• _PROMPT_: Every record must come back unchanged, apart from the pictures, which are dropped.

• _RECORDS FOR THIS TASK_:
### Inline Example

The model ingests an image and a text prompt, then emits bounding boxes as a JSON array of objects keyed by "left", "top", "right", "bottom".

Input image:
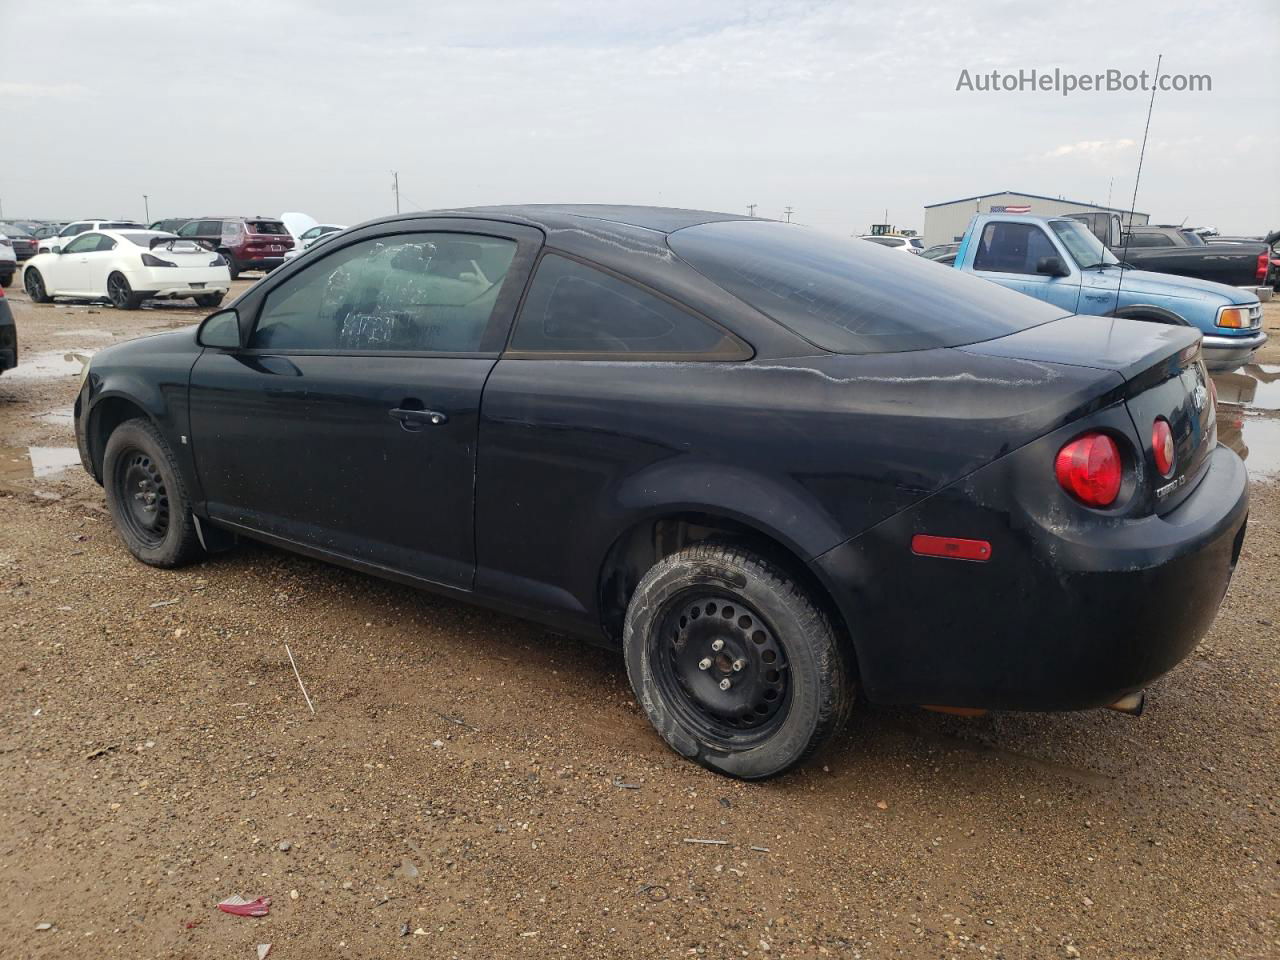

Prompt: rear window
[
  {"left": 668, "top": 220, "right": 1068, "bottom": 355},
  {"left": 102, "top": 221, "right": 143, "bottom": 230},
  {"left": 247, "top": 220, "right": 289, "bottom": 235}
]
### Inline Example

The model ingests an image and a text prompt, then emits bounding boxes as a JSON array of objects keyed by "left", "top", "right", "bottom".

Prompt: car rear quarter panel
[{"left": 475, "top": 348, "right": 1126, "bottom": 640}]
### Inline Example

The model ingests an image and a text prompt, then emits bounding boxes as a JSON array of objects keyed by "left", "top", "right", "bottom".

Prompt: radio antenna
[{"left": 1114, "top": 53, "right": 1162, "bottom": 313}]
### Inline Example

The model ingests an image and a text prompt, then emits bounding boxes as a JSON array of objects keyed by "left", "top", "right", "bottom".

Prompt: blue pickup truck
[{"left": 953, "top": 213, "right": 1266, "bottom": 370}]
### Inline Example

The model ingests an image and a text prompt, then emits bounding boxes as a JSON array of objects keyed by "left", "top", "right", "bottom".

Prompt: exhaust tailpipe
[{"left": 1107, "top": 691, "right": 1145, "bottom": 716}]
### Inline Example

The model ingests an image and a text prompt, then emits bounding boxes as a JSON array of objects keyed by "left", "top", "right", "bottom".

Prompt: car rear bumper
[
  {"left": 1201, "top": 330, "right": 1267, "bottom": 370},
  {"left": 126, "top": 266, "right": 231, "bottom": 297},
  {"left": 813, "top": 440, "right": 1248, "bottom": 712}
]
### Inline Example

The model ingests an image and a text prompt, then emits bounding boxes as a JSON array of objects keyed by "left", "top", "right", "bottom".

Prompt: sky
[{"left": 1, "top": 0, "right": 1277, "bottom": 236}]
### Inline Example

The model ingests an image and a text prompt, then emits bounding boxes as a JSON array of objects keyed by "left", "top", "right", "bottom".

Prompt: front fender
[{"left": 1108, "top": 303, "right": 1190, "bottom": 325}]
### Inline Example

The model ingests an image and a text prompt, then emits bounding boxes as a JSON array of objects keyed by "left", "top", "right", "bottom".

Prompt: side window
[
  {"left": 250, "top": 232, "right": 518, "bottom": 353},
  {"left": 95, "top": 235, "right": 118, "bottom": 252},
  {"left": 508, "top": 254, "right": 739, "bottom": 357},
  {"left": 1126, "top": 232, "right": 1174, "bottom": 248},
  {"left": 178, "top": 221, "right": 202, "bottom": 237},
  {"left": 61, "top": 222, "right": 89, "bottom": 237},
  {"left": 63, "top": 232, "right": 102, "bottom": 254},
  {"left": 973, "top": 223, "right": 1059, "bottom": 275}
]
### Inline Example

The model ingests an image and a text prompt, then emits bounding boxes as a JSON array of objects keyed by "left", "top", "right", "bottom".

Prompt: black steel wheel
[
  {"left": 624, "top": 542, "right": 853, "bottom": 779},
  {"left": 103, "top": 419, "right": 205, "bottom": 567},
  {"left": 194, "top": 292, "right": 225, "bottom": 309},
  {"left": 652, "top": 592, "right": 792, "bottom": 746},
  {"left": 24, "top": 267, "right": 51, "bottom": 303}
]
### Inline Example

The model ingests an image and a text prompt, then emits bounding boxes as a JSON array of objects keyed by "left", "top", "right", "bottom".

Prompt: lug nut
[
  {"left": 719, "top": 678, "right": 732, "bottom": 691},
  {"left": 732, "top": 659, "right": 746, "bottom": 672},
  {"left": 710, "top": 639, "right": 724, "bottom": 652},
  {"left": 697, "top": 658, "right": 712, "bottom": 671}
]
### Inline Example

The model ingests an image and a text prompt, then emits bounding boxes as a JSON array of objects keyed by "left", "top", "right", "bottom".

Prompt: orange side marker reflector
[{"left": 911, "top": 534, "right": 992, "bottom": 562}]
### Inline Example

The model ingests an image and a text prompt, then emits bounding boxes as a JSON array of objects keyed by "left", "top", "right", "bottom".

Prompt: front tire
[
  {"left": 194, "top": 292, "right": 225, "bottom": 309},
  {"left": 624, "top": 542, "right": 853, "bottom": 779},
  {"left": 24, "top": 267, "right": 51, "bottom": 302},
  {"left": 103, "top": 419, "right": 204, "bottom": 567},
  {"left": 107, "top": 272, "right": 145, "bottom": 310}
]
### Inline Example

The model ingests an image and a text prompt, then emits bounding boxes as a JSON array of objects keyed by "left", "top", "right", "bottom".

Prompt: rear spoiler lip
[
  {"left": 959, "top": 315, "right": 1202, "bottom": 384},
  {"left": 149, "top": 236, "right": 217, "bottom": 252}
]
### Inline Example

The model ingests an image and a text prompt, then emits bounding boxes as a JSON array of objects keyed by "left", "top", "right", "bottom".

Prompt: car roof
[{"left": 438, "top": 204, "right": 753, "bottom": 235}]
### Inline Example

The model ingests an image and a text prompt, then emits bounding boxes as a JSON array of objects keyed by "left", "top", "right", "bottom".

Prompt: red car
[{"left": 176, "top": 217, "right": 294, "bottom": 279}]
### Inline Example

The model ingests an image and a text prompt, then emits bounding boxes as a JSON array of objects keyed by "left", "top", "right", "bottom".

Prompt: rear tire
[
  {"left": 0, "top": 271, "right": 11, "bottom": 288},
  {"left": 107, "top": 272, "right": 145, "bottom": 310},
  {"left": 103, "top": 418, "right": 204, "bottom": 568},
  {"left": 220, "top": 251, "right": 240, "bottom": 280},
  {"left": 194, "top": 292, "right": 225, "bottom": 309},
  {"left": 24, "top": 267, "right": 51, "bottom": 303},
  {"left": 624, "top": 542, "right": 853, "bottom": 779}
]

• _SOLUTION FOR THIS EXERCISE_:
### Inline Example

The model ingests an image and a text prompt, then emits bounding boxes as a JSON array of objects keyed by "left", "top", "right", "bottom".

Input image:

Prompt: rear window
[
  {"left": 668, "top": 220, "right": 1068, "bottom": 355},
  {"left": 102, "top": 221, "right": 143, "bottom": 230},
  {"left": 247, "top": 220, "right": 289, "bottom": 235}
]
### Inline Example

The model ingests an image and a text prompt, then emits bounding boxes as a JSON array of objects keyed by "left", "top", "right", "bottom".

Prompt: car rear quarter panel
[{"left": 475, "top": 348, "right": 1126, "bottom": 640}]
### Inline Example

The model ingests an image and a text prompt, then emits bounding boxes as a JSON array of objects keyed by "left", "top", "right", "bottom".

Prompt: radio antenna
[{"left": 1114, "top": 53, "right": 1162, "bottom": 313}]
### Inline Example

The model ingests an image and a text prompt, then emits bounding boxes as a JSON array of objects keyed by "left", "top", "right", "bottom".

Prompt: blue pickup truck
[{"left": 953, "top": 213, "right": 1266, "bottom": 370}]
### Inline Example

The model ingests an image and a text prompt, then emits bounding boxes as a JSON array of objects keyed by "left", "top", "right", "bottom".

Prompt: exhaust tailpipe
[{"left": 1107, "top": 691, "right": 1145, "bottom": 716}]
### Inline Example

The model ingests an image and a text prompt, then emits bounding boxes as a JSON array of objects keyed by "left", "top", "right", "bottom".

Prompt: car rear bumper
[
  {"left": 1201, "top": 330, "right": 1267, "bottom": 370},
  {"left": 126, "top": 266, "right": 231, "bottom": 297},
  {"left": 813, "top": 440, "right": 1248, "bottom": 712}
]
### Inline Example

The model ingests an image and a text prompt, then emits bounding boxes as a JSON array of objects keyed by "left", "top", "right", "bottom".

Prompt: sky
[{"left": 1, "top": 0, "right": 1277, "bottom": 236}]
### Inline Example

The model ingests an image and a text prompt, then emits bounding boxes as a JSON array of objects keyed by "left", "top", "right", "bottom".

Prompt: front fender
[{"left": 1108, "top": 303, "right": 1190, "bottom": 325}]
### Inline Example

The model ingests an image and a text prompt, then emits bounding boxes as a JSON array of objects keyed by "left", "top", "right", "bottom".

Prompt: side window
[
  {"left": 250, "top": 232, "right": 518, "bottom": 353},
  {"left": 95, "top": 235, "right": 118, "bottom": 252},
  {"left": 508, "top": 254, "right": 739, "bottom": 357},
  {"left": 1126, "top": 232, "right": 1174, "bottom": 248},
  {"left": 178, "top": 221, "right": 202, "bottom": 237},
  {"left": 61, "top": 222, "right": 89, "bottom": 237},
  {"left": 63, "top": 232, "right": 102, "bottom": 254},
  {"left": 973, "top": 223, "right": 1059, "bottom": 275}
]
### Inline Example

The model ingests an image and a text prompt, then emits bounding boxes as a JSON array of objects keyed by "left", "top", "right", "bottom".

Prompt: black steel wheel
[
  {"left": 624, "top": 542, "right": 853, "bottom": 779},
  {"left": 103, "top": 419, "right": 205, "bottom": 567},
  {"left": 194, "top": 292, "right": 225, "bottom": 309},
  {"left": 652, "top": 592, "right": 792, "bottom": 746},
  {"left": 24, "top": 267, "right": 51, "bottom": 303}
]
### Inline Example

The model ingests an image and a text prompt, then emits bounding boxes as a JSON array of objects keyed by "left", "top", "right", "bottom".

Prompt: lug nut
[
  {"left": 719, "top": 678, "right": 732, "bottom": 691},
  {"left": 732, "top": 659, "right": 746, "bottom": 672},
  {"left": 710, "top": 639, "right": 724, "bottom": 652},
  {"left": 697, "top": 658, "right": 712, "bottom": 671}
]
### Inline Example

The model ingests an image and a text prompt, then emits bounding boxes as a JSON array of objects keyed by "left", "top", "right", "bottom".

Prompt: orange side marker reflector
[{"left": 911, "top": 534, "right": 992, "bottom": 562}]
### Inline Example

The model ingests an image and a text prompt, then emits bounding boxes as a JSON array of objects keyed by "left", "top", "right", "bottom".

Prompt: front tire
[
  {"left": 194, "top": 292, "right": 225, "bottom": 309},
  {"left": 624, "top": 542, "right": 853, "bottom": 779},
  {"left": 24, "top": 267, "right": 51, "bottom": 302},
  {"left": 103, "top": 419, "right": 204, "bottom": 567},
  {"left": 107, "top": 272, "right": 145, "bottom": 310}
]
### Inline Example

The model ingests an image and a text prompt, then emits bounding boxes as a JSON array of objects keyed by "left", "top", "right", "bottom".

Prompt: rear spoiler lip
[
  {"left": 959, "top": 315, "right": 1202, "bottom": 384},
  {"left": 149, "top": 236, "right": 217, "bottom": 252}
]
### Inline Example

The model ingests an image and a text prompt, then emits bounding boxes as a JSON array of objects keyed by "left", "top", "right", "bottom".

Prompt: car roof
[{"left": 438, "top": 204, "right": 753, "bottom": 235}]
### Inline Example

The model ingests an image and a text prompt, then emits bounding boxes as a JSON array of objects keyed by "left", "top", "right", "bottom".

Prompt: red car
[{"left": 176, "top": 217, "right": 294, "bottom": 279}]
### Inline Example

The model ingests an image and a text prompt, then emits bounding boxes as a JSON array of objects keyed by "left", "top", "right", "bottom".

Prompt: rear tire
[
  {"left": 0, "top": 271, "right": 11, "bottom": 288},
  {"left": 107, "top": 272, "right": 145, "bottom": 310},
  {"left": 103, "top": 418, "right": 204, "bottom": 568},
  {"left": 220, "top": 251, "right": 240, "bottom": 280},
  {"left": 194, "top": 292, "right": 225, "bottom": 309},
  {"left": 24, "top": 267, "right": 51, "bottom": 303},
  {"left": 624, "top": 542, "right": 853, "bottom": 779}
]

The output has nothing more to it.